**Dataset**
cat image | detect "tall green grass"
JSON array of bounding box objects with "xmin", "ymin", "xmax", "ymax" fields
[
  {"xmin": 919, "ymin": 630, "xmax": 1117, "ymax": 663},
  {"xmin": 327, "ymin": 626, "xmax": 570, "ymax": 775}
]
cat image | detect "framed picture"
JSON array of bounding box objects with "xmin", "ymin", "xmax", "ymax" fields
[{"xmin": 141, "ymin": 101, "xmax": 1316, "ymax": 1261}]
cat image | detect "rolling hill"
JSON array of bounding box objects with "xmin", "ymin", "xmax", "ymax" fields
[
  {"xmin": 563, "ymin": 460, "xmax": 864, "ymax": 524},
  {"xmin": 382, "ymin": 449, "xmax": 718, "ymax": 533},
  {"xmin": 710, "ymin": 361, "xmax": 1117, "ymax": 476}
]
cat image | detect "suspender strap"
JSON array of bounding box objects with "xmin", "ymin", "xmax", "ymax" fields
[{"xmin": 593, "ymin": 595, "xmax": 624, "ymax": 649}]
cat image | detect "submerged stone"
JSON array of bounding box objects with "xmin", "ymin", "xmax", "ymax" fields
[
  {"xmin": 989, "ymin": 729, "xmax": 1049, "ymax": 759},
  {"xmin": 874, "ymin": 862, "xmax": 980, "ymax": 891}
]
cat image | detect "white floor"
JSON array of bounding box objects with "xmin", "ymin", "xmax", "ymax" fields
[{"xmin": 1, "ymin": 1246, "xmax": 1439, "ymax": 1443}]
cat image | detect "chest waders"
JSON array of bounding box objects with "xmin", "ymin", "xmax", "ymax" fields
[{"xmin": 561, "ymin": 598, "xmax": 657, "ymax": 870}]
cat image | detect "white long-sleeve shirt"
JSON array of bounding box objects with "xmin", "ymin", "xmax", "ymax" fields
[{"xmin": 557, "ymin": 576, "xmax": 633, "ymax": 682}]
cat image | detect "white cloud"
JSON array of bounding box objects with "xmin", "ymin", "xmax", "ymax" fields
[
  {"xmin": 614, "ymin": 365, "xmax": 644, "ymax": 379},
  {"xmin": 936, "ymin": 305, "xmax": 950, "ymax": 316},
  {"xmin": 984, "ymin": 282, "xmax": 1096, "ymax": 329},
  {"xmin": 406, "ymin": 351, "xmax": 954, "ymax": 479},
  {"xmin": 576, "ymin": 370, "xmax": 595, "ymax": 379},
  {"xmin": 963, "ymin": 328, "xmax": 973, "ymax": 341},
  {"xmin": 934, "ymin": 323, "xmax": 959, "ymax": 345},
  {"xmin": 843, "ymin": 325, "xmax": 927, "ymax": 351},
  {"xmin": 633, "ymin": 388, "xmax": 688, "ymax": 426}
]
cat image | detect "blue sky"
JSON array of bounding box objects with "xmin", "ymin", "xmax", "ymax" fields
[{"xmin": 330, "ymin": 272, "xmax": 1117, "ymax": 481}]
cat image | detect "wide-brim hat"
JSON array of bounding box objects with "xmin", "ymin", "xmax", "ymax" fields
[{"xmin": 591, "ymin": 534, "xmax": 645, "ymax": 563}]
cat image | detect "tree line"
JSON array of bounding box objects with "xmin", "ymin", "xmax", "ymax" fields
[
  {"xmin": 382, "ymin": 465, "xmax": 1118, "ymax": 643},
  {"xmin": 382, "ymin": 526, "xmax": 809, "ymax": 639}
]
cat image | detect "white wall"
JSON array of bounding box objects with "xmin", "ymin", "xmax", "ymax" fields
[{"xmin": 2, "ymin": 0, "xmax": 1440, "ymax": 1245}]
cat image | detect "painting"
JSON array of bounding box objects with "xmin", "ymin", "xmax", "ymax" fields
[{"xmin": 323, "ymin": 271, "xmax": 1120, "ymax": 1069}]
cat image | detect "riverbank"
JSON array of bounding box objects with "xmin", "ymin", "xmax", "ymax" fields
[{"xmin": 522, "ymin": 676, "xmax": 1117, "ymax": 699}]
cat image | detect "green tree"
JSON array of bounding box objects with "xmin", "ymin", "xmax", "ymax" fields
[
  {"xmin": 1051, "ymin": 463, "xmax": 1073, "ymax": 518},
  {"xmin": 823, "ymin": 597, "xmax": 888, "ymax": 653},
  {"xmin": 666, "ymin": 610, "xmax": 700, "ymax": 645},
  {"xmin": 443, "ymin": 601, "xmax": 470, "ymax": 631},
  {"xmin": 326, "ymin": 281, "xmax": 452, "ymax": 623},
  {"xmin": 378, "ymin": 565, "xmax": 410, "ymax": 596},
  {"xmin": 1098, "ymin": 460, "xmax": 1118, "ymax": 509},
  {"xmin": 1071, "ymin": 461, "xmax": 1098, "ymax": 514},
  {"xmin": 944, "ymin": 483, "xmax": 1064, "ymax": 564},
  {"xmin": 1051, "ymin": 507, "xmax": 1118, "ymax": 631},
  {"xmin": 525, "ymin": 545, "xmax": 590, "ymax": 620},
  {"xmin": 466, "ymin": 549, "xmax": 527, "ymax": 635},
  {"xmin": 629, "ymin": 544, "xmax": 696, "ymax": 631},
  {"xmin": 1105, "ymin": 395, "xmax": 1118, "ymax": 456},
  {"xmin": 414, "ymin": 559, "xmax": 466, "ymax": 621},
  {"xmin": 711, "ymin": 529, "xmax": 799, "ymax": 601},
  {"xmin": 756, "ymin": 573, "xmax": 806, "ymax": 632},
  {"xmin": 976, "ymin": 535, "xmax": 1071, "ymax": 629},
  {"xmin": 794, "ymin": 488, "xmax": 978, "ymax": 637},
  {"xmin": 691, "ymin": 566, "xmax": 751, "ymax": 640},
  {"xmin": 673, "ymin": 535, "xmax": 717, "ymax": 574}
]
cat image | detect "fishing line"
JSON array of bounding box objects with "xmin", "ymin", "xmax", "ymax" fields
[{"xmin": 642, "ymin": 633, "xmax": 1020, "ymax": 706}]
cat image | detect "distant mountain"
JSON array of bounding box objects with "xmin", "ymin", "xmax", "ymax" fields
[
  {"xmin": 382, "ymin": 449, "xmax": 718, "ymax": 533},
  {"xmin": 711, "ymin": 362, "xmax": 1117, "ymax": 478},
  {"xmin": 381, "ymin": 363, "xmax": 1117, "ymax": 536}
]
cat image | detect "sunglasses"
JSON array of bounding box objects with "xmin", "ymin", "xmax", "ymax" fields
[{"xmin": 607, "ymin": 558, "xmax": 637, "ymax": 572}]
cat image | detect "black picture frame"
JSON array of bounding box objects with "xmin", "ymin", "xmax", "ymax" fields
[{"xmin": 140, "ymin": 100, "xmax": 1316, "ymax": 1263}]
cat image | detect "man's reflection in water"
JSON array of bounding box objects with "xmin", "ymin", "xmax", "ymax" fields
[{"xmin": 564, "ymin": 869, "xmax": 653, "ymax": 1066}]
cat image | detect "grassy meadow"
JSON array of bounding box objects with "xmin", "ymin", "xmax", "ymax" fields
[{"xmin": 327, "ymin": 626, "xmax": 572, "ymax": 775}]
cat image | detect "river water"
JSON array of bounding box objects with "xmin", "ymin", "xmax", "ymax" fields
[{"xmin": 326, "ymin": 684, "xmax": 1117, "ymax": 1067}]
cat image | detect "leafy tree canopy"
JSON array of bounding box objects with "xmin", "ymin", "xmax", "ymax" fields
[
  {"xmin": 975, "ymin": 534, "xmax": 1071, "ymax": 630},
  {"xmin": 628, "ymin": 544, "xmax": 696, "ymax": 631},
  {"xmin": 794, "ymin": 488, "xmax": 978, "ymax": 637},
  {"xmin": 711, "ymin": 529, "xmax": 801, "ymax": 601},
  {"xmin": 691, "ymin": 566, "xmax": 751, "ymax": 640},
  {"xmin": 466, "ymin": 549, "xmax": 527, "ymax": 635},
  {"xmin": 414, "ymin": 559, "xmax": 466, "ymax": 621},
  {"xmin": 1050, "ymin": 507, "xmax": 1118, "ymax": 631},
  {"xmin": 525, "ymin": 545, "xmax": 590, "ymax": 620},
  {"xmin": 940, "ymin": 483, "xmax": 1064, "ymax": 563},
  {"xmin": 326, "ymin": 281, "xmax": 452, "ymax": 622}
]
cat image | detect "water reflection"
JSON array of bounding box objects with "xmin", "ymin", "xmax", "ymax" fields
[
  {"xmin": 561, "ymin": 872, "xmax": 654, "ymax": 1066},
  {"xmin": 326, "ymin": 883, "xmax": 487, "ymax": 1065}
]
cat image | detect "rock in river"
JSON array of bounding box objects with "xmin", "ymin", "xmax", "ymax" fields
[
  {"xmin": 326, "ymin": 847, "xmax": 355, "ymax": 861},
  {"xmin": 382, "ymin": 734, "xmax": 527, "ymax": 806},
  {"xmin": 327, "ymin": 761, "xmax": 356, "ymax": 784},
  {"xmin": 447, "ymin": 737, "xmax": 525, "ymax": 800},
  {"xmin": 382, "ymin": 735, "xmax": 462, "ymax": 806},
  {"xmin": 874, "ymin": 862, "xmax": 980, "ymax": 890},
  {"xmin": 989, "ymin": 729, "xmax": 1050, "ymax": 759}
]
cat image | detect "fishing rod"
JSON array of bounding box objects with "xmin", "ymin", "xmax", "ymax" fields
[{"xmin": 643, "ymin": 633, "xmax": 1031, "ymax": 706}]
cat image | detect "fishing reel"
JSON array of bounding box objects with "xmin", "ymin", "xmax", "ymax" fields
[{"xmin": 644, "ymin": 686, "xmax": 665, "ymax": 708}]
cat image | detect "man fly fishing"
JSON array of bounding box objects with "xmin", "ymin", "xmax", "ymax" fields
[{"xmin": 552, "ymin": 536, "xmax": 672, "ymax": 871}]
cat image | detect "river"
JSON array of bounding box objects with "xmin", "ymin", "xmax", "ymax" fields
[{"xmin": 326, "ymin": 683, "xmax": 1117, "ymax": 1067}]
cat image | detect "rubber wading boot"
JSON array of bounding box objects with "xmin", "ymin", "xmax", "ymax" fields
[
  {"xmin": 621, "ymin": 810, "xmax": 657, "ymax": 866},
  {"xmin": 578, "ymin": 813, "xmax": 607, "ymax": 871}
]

**Problem requirements**
Take every line from the records above that has the word "fishing" and copy it.

**Answer section**
cat image | detect "fishing line"
cat image | detect "fishing rod"
cat image | detect "fishing reel"
cat image | detect "man fly fishing"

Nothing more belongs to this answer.